• _What the task asks_:
Take the entries that follow and return exactly the lines from the one holding "Where can the kitchen" through the one holding "Where can the oven door", both included. Nothing else is needed.

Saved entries
++++++++++

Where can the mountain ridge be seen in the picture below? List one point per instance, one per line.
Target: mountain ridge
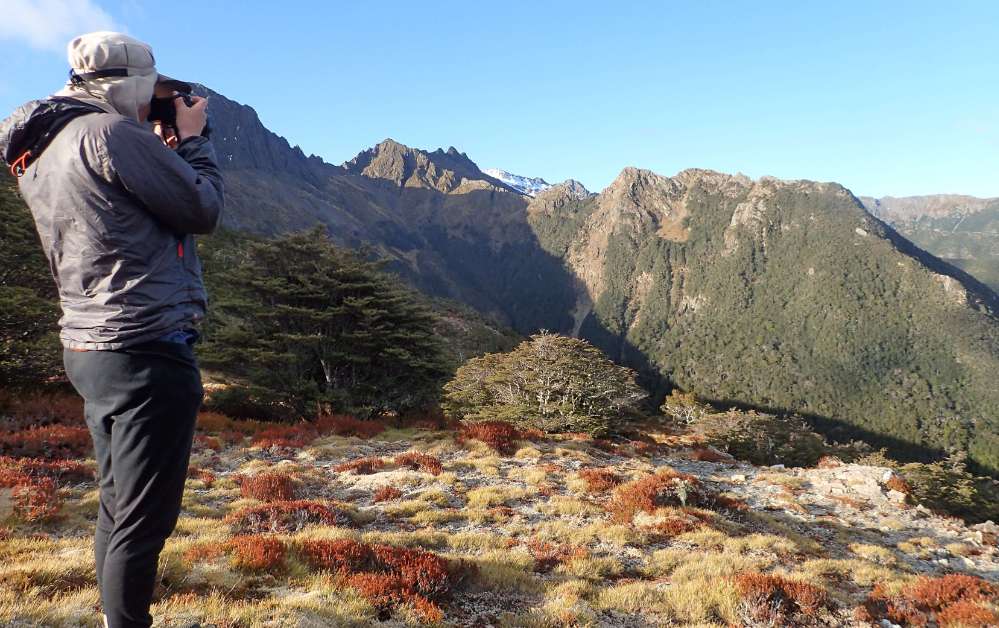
(782, 295)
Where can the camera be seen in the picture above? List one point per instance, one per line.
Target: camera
(163, 110)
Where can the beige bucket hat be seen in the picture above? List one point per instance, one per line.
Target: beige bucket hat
(106, 54)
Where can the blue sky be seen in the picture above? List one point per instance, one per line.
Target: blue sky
(888, 98)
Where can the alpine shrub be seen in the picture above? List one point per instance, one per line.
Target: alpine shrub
(285, 516)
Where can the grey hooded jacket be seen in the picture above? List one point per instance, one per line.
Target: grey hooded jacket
(115, 210)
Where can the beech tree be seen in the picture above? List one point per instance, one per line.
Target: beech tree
(550, 382)
(311, 327)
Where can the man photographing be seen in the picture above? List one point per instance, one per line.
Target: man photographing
(116, 206)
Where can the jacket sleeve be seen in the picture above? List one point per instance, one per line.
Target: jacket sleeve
(182, 188)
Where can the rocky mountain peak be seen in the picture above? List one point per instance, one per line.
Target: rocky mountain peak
(444, 171)
(559, 194)
(244, 143)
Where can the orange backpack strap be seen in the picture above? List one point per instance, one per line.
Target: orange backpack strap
(20, 164)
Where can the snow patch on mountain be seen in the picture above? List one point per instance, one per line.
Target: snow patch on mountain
(527, 185)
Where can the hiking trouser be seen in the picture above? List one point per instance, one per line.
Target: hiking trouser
(141, 404)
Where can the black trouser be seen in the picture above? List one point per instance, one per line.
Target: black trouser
(141, 404)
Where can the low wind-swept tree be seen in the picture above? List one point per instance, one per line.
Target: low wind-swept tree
(549, 382)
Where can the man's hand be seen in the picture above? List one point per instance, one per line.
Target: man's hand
(167, 134)
(191, 120)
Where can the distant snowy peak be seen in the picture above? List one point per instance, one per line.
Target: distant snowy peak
(526, 185)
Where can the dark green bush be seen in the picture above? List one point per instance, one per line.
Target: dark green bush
(549, 382)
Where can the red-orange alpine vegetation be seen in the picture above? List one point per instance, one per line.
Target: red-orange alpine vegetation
(285, 436)
(361, 466)
(256, 553)
(954, 600)
(286, 516)
(599, 480)
(269, 486)
(346, 425)
(385, 575)
(772, 598)
(420, 462)
(499, 435)
(51, 442)
(386, 493)
(667, 487)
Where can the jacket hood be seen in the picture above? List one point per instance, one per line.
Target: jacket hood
(33, 125)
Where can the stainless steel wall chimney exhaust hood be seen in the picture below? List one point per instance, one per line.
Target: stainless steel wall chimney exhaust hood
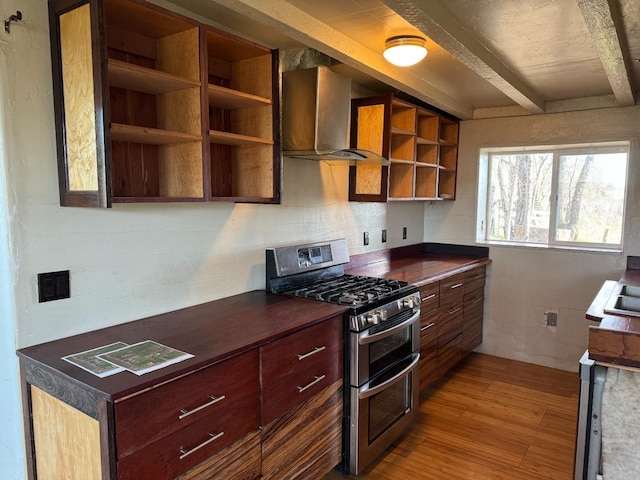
(315, 118)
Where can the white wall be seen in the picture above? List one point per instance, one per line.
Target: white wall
(11, 450)
(523, 283)
(133, 261)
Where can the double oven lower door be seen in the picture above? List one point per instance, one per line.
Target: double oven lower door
(384, 385)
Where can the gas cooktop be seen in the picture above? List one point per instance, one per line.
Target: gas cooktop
(351, 290)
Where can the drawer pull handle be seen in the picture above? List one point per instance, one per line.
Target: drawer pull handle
(186, 413)
(185, 453)
(318, 378)
(312, 352)
(426, 327)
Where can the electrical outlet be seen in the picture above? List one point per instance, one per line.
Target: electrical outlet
(552, 319)
(53, 286)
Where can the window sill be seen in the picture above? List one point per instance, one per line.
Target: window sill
(538, 246)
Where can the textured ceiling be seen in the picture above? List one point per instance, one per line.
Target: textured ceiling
(486, 57)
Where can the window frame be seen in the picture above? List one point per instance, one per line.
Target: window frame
(557, 151)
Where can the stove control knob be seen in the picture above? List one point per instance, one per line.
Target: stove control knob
(409, 302)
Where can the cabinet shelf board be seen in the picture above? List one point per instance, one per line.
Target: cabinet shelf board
(403, 162)
(146, 80)
(402, 131)
(424, 141)
(230, 99)
(152, 136)
(155, 199)
(227, 138)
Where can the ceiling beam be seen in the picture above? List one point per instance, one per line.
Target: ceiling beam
(302, 27)
(437, 23)
(600, 20)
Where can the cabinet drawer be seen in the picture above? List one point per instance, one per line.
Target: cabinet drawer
(449, 330)
(474, 279)
(452, 283)
(472, 333)
(449, 355)
(449, 309)
(473, 300)
(145, 418)
(428, 358)
(299, 366)
(429, 297)
(180, 451)
(452, 288)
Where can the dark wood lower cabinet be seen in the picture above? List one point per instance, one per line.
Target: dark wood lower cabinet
(450, 322)
(273, 412)
(305, 442)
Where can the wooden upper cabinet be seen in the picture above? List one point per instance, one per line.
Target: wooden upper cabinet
(144, 99)
(420, 144)
(243, 117)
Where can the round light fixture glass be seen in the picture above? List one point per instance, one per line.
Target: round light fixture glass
(405, 50)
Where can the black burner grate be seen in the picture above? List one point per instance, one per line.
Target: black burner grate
(352, 290)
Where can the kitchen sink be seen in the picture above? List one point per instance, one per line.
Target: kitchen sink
(630, 291)
(624, 300)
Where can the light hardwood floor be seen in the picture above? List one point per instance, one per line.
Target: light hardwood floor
(489, 418)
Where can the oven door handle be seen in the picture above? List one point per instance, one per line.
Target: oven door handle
(364, 338)
(365, 391)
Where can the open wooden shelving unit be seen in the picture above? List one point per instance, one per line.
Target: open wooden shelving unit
(421, 146)
(242, 133)
(170, 119)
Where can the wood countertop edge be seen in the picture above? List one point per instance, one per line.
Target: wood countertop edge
(616, 339)
(46, 358)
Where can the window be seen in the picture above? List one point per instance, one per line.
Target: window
(570, 196)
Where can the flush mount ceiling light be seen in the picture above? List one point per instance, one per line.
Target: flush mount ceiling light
(405, 50)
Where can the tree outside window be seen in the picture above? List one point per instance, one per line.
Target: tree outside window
(561, 196)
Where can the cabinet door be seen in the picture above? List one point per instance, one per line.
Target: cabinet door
(243, 115)
(79, 93)
(370, 130)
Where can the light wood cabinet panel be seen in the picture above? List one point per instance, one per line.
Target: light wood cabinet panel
(240, 461)
(76, 435)
(299, 366)
(421, 146)
(451, 321)
(225, 389)
(306, 442)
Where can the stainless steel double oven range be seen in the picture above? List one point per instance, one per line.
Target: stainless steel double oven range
(382, 342)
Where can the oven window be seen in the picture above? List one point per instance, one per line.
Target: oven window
(388, 406)
(385, 353)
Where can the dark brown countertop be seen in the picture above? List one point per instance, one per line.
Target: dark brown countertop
(616, 339)
(211, 332)
(220, 329)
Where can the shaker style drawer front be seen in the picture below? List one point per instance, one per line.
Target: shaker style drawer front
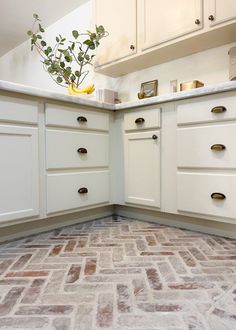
(78, 119)
(66, 149)
(207, 146)
(74, 190)
(210, 194)
(207, 109)
(18, 110)
(140, 120)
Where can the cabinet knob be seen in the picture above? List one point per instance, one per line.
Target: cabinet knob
(82, 151)
(139, 120)
(82, 119)
(218, 147)
(218, 196)
(218, 109)
(83, 190)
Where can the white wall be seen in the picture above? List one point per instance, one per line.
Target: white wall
(209, 67)
(23, 66)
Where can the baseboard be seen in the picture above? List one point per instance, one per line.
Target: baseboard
(42, 225)
(201, 225)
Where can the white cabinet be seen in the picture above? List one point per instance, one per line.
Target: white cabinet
(206, 157)
(166, 20)
(221, 11)
(119, 19)
(142, 168)
(142, 157)
(19, 168)
(166, 30)
(77, 158)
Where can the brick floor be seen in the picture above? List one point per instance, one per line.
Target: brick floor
(118, 274)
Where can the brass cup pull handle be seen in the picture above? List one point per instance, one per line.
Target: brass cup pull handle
(139, 121)
(218, 147)
(83, 190)
(82, 151)
(82, 119)
(218, 196)
(218, 109)
(211, 18)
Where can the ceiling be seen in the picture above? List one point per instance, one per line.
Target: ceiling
(16, 17)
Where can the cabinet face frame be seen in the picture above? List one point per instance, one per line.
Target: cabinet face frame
(122, 41)
(213, 10)
(133, 154)
(146, 44)
(25, 198)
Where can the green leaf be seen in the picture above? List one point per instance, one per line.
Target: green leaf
(75, 34)
(59, 80)
(41, 29)
(46, 62)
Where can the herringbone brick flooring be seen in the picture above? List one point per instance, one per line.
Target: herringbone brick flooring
(118, 274)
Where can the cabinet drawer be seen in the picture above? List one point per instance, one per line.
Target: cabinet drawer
(63, 190)
(201, 109)
(144, 119)
(194, 194)
(18, 110)
(75, 150)
(80, 119)
(207, 146)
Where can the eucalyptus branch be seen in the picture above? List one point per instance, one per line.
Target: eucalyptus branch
(58, 60)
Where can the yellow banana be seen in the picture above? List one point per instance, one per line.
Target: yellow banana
(88, 90)
(70, 90)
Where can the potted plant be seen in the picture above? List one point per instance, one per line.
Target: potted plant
(67, 61)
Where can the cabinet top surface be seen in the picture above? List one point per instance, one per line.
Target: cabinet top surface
(45, 94)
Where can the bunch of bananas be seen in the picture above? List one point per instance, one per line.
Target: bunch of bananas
(72, 90)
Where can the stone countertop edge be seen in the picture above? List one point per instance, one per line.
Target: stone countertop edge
(38, 92)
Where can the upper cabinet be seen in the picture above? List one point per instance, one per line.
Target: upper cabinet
(119, 19)
(162, 21)
(144, 33)
(221, 11)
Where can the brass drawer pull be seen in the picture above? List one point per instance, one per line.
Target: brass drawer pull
(83, 190)
(82, 119)
(139, 121)
(218, 109)
(82, 151)
(218, 196)
(218, 147)
(211, 18)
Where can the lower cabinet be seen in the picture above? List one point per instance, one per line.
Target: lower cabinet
(68, 191)
(142, 168)
(207, 193)
(19, 172)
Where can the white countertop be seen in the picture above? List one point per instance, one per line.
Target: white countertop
(38, 92)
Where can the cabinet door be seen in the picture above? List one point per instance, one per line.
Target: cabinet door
(166, 20)
(119, 19)
(142, 168)
(19, 196)
(220, 11)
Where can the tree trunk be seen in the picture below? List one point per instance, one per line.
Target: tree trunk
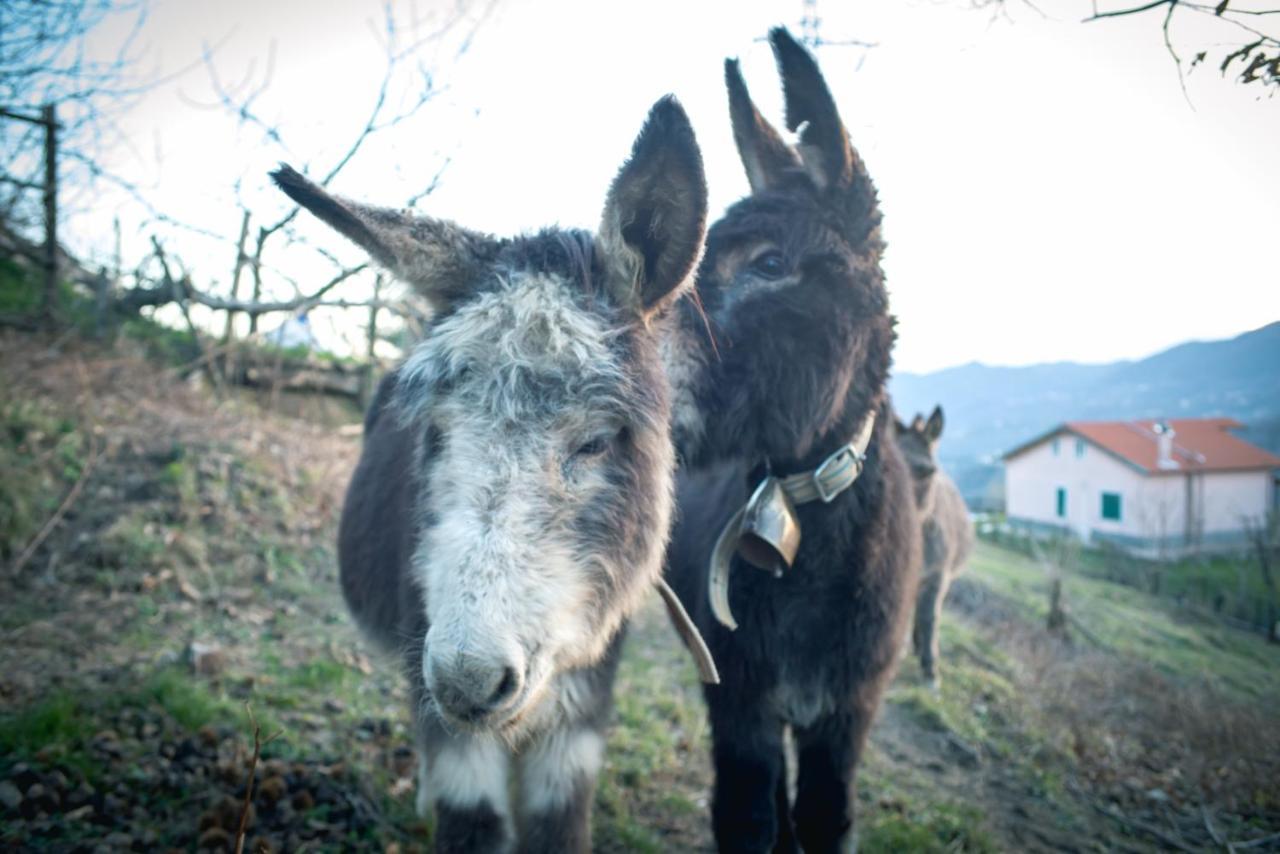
(49, 118)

++++++++++

• _Response area_:
Where can the kitchen sink be seen in the picture above? List one point per instance, one per line.
Target: kitchen sink
(630, 291)
(624, 300)
Where can the light hardwood floor be seen in the picture above? List one point per instance, one per line.
Target: light hardwood floor
(489, 418)
Where can the oven door handle be seen in the picture above? List one point per instance, one per line.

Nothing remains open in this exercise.